[Recorded data]
== == ==
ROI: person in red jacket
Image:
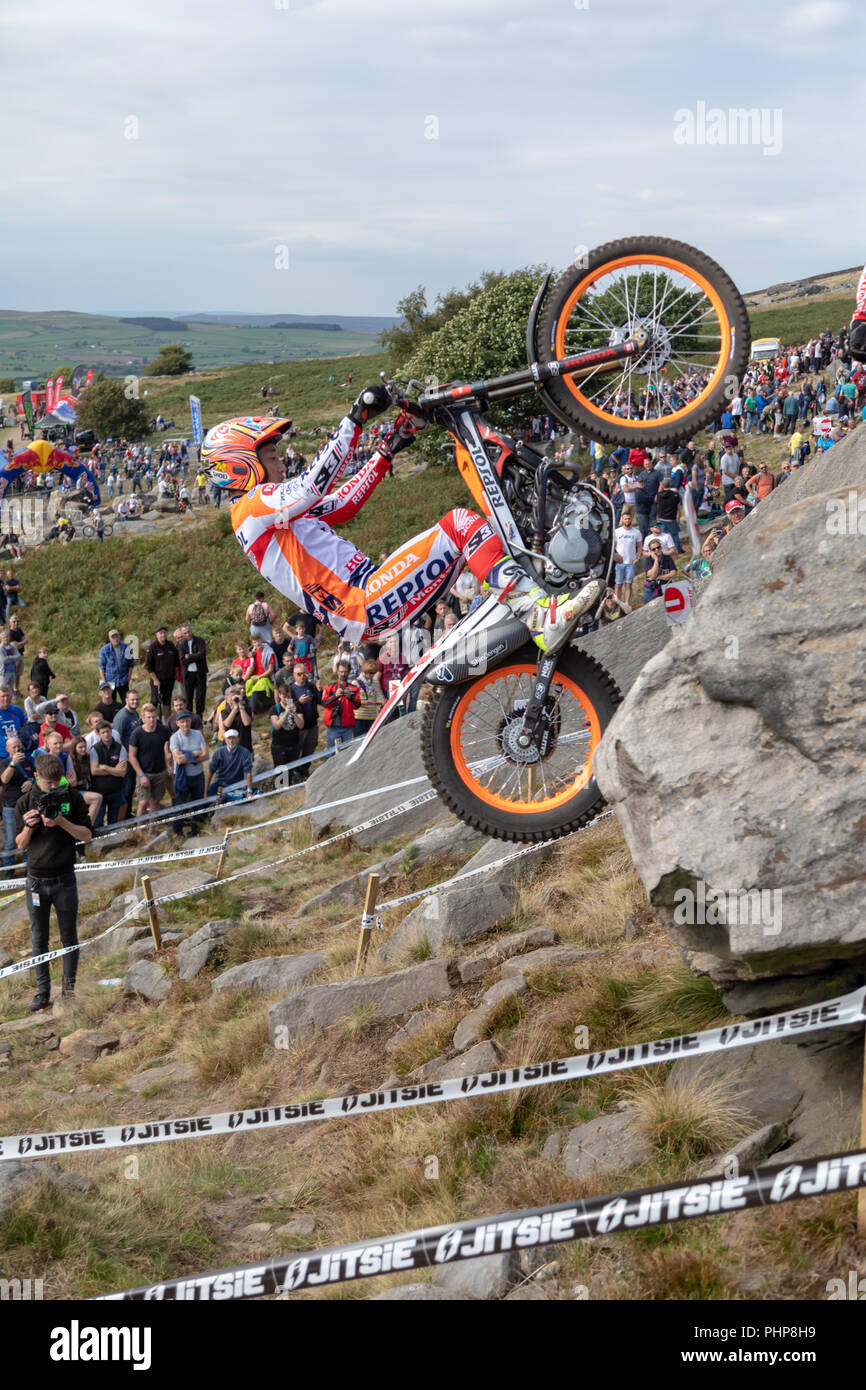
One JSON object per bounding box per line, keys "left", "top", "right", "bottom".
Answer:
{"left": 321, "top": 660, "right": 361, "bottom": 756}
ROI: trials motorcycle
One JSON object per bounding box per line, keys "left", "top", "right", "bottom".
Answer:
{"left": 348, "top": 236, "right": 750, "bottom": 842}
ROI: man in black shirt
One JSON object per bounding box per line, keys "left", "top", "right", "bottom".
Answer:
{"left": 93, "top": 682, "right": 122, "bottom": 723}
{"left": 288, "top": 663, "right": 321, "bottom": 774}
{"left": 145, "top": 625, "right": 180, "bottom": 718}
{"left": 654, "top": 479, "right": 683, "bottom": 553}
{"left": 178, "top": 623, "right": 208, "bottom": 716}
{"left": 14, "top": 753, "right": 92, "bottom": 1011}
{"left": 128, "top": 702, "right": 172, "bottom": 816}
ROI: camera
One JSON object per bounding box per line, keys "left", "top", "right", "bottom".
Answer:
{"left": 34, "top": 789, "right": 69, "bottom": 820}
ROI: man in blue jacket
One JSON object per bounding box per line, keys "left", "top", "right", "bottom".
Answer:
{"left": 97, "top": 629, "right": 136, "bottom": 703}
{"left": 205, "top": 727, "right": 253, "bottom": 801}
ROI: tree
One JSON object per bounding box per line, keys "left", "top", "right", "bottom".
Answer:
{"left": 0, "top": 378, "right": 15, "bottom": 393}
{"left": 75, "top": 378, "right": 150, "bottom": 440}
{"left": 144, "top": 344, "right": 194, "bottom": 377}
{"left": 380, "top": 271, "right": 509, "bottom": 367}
== == ==
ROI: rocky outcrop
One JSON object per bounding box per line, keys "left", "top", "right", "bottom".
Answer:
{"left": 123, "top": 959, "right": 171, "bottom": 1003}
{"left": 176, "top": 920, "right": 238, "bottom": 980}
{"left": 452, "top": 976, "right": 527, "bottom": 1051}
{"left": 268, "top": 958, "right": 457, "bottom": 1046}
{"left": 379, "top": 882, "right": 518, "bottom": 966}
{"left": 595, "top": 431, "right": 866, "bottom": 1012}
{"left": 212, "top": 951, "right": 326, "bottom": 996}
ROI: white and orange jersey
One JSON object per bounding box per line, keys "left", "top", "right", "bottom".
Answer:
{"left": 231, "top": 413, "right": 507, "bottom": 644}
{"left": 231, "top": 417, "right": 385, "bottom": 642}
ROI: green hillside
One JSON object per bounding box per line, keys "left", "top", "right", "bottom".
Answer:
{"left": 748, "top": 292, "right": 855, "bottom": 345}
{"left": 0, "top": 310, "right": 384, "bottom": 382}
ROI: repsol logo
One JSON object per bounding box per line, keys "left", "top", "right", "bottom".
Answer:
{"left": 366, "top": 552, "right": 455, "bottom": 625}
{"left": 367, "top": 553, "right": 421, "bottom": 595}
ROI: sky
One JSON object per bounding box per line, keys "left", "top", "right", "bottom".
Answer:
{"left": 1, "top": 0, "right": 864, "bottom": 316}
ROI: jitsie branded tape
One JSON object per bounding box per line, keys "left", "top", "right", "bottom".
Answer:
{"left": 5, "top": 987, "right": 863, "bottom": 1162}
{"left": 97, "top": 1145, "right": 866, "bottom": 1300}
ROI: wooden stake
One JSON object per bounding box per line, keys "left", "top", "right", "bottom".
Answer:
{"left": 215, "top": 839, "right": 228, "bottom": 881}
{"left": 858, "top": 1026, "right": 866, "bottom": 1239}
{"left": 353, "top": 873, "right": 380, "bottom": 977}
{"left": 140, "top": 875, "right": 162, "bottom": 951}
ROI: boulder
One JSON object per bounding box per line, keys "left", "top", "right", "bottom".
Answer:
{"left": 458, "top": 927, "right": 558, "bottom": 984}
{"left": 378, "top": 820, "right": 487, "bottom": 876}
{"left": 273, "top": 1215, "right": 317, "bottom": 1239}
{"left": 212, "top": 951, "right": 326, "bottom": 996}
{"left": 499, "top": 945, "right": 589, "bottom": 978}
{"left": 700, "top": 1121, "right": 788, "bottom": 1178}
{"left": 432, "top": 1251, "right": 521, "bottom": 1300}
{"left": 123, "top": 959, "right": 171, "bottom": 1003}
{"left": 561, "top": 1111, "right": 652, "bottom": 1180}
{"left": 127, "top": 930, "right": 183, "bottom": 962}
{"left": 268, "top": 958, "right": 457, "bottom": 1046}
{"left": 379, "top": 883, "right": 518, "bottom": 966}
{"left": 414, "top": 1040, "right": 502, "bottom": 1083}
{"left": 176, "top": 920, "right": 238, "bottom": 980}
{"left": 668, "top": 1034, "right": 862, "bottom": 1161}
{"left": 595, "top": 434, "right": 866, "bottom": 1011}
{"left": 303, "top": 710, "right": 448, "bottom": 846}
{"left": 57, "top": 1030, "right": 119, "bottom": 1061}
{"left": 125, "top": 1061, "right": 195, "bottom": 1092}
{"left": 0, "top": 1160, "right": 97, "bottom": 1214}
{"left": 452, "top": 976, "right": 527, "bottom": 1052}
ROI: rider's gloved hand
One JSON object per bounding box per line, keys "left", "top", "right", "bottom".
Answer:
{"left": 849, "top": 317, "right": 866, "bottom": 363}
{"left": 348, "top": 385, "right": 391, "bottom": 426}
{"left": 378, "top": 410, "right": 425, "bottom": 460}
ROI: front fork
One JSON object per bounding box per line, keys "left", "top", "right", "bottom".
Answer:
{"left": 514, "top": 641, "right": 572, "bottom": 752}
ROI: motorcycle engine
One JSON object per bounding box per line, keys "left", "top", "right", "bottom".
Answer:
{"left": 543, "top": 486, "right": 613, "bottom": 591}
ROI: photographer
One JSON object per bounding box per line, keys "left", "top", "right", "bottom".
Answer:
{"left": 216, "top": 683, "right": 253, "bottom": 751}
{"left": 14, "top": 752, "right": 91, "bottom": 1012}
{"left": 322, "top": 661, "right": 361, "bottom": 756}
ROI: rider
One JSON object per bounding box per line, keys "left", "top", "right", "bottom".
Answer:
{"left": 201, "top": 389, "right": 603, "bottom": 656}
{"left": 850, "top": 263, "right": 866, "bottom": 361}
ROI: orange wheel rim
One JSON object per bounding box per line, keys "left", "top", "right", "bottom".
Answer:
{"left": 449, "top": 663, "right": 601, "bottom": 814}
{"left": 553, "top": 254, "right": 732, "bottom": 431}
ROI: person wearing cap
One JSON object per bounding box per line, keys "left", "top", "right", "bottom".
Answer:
== == ==
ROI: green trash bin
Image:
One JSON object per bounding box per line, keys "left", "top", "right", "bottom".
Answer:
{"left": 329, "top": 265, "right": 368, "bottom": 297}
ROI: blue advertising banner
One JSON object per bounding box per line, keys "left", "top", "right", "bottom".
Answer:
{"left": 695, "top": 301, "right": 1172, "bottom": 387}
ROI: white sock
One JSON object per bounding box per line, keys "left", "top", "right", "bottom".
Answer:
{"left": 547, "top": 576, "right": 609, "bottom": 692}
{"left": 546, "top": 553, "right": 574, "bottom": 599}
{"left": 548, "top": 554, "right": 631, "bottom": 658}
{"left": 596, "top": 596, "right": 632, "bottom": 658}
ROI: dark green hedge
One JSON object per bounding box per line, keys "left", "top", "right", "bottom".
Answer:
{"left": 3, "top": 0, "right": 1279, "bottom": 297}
== == ==
• [Assignment] Look over the records above and filter for each line with the word "person".

• [Result of the task]
ROI: person in red jacket
ROI: person wearing cap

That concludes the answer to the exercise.